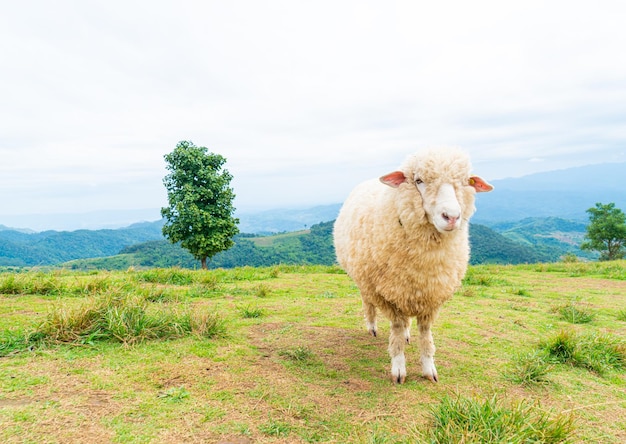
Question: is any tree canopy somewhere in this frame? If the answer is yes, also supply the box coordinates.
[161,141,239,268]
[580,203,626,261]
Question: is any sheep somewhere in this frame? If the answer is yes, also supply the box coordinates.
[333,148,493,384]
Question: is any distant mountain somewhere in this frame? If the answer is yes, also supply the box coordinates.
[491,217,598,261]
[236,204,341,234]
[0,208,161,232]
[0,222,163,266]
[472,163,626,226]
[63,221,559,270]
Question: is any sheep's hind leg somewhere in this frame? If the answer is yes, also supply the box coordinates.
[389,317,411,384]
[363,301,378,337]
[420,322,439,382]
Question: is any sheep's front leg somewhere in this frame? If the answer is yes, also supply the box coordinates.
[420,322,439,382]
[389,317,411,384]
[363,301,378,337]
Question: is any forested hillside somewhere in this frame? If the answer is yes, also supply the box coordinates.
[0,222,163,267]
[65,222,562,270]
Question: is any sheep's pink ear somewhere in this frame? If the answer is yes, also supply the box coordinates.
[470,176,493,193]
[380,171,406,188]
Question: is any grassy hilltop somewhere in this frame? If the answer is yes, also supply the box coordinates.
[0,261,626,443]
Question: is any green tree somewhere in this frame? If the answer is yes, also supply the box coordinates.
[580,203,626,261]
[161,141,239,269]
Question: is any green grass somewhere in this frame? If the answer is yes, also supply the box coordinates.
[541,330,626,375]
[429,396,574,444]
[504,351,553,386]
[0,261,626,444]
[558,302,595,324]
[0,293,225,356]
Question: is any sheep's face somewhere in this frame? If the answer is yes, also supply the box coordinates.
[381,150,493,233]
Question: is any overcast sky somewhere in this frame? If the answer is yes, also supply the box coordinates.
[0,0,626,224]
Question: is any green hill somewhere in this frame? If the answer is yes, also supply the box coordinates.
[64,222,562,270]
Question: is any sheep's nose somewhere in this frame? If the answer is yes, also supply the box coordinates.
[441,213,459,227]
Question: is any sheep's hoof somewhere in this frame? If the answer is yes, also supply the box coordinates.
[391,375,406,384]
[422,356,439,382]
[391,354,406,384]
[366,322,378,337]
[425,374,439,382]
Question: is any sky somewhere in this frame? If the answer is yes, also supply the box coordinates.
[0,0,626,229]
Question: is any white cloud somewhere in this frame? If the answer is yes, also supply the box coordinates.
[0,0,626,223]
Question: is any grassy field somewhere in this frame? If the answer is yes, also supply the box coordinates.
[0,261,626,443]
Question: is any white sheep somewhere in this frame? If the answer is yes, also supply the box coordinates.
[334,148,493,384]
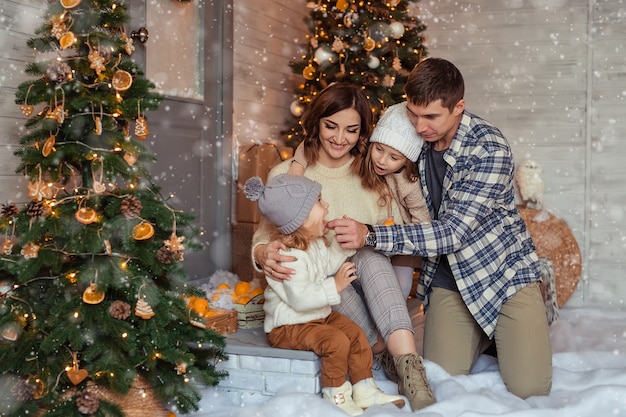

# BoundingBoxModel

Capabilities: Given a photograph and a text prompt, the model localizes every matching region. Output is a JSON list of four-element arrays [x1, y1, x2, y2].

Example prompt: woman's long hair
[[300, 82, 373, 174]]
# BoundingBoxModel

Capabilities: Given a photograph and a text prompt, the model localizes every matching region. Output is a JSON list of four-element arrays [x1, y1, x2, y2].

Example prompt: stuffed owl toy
* * *
Rewrite the lines above as a numbered list, leaving out the blank lines and the pictures.

1. Question: is any tree canopy somewhere in this frame? If the answer is yes, also supply the box coordinates.
2. [161,141,239,268]
3. [580,203,626,261]
4. Question: is any sheep somewhere in this frame? If the answer is yes, also supply the box coordinates.
5. [333,148,493,384]
6. Question: is any distant mountain somewhere in this frame? If the answer is yes, also supply the box coordinates.
7. [491,217,598,261]
8. [236,204,341,234]
9. [0,208,161,232]
10. [0,222,163,266]
11. [472,163,626,226]
12. [63,221,559,270]
13. Question: is any sheep's hind leg somewhere in this frame? If the answer is yes, also supply the box coordinates.
14. [389,317,411,384]
15. [363,301,378,337]
16. [420,322,439,382]
17. Question: is any sheep's front leg somewhere in this frame? If the answer is yes, also supply the box coordinates.
18. [420,322,439,382]
19. [389,317,411,384]
20. [363,301,378,337]
21. Question: is any forested hillside somewhere in this frame? If the answer is yes, also supply the box coordinates.
22. [0,222,163,267]
23. [65,222,562,270]
24. Question: is any sheep's pink ear somewhere in this frame? If the answer is yes, also supply the box coordinates.
25. [470,176,493,193]
26. [380,171,406,188]
27. Question: is any grassy hilltop somewhere in this frame? If the answer is yes, also supply the box coordinates.
28. [0,261,626,443]
29. Question: is any green tree somewhere in this frame? If the answer is yes, also supply the box coordinates.
30. [580,203,626,261]
31. [161,141,239,269]
32. Question: is any green grass somewhere in this frame? If the answer is yes, also supply the box coordinates.
33. [541,330,626,375]
34. [429,396,574,444]
35. [504,351,553,386]
36. [0,261,626,444]
37. [558,302,595,324]
38. [0,293,225,356]
39. Question: is any sheep's face somewhere in this frame? If the answer is yes, also supply the box coordinates.
40. [381,150,493,233]
41. Question: is any overcast sky somewhere in this frame? If the answer is yes, also supply the box coordinates.
42. [0,0,626,224]
43. Question: is any green hill somewhere in this frame? If the answer is yes, also supply the box coordinates.
44. [64,222,562,270]
45. Question: is any sheep's nose somewhere in this frame? If the answer is yes, also supply the box coordinates.
46. [441,213,459,227]
47. Question: is any sheep's hoof somewhere in this frame? If the answer is yes, also supply the box coordinates.
48. [391,375,406,384]
49. [422,356,439,382]
50. [391,354,406,384]
51. [366,322,378,337]
52. [425,374,439,382]
53. Question: is any sky somewhere in this frame? If the answer is yes, also supply the box coordinates.
54. [0,0,626,229]
55. Question: is any white cloud somewhere in this frame? If the answer is yes, also supply the box coordinates.
56. [0,0,626,223]
57. Question: is any grassy field somewhere in this frame? If the answer is yes, also supply the box coordinates.
58. [0,261,626,443]
59. Question: is any white sheep somewhere in this frame? If the answer is yes, also supply the box coordinates.
60. [334,148,493,384]
61. # BoundingBoxModel
62. Capabilities: Given a photograph and a text prompt, the model localizes every matching region. Output is a JSON list of four-element arrays [x1, y1, x2, y2].
63. Example prompt: woman's long hair
64. [[300, 82, 373, 174]]
65. # BoundingBoxModel
66. Capabilities: Given a photograph and a text prompt, the model localizes every matching region. Output is a JSON list of four-element arrays [x1, y1, x2, y2].
67. Example prompt: stuffed owl toy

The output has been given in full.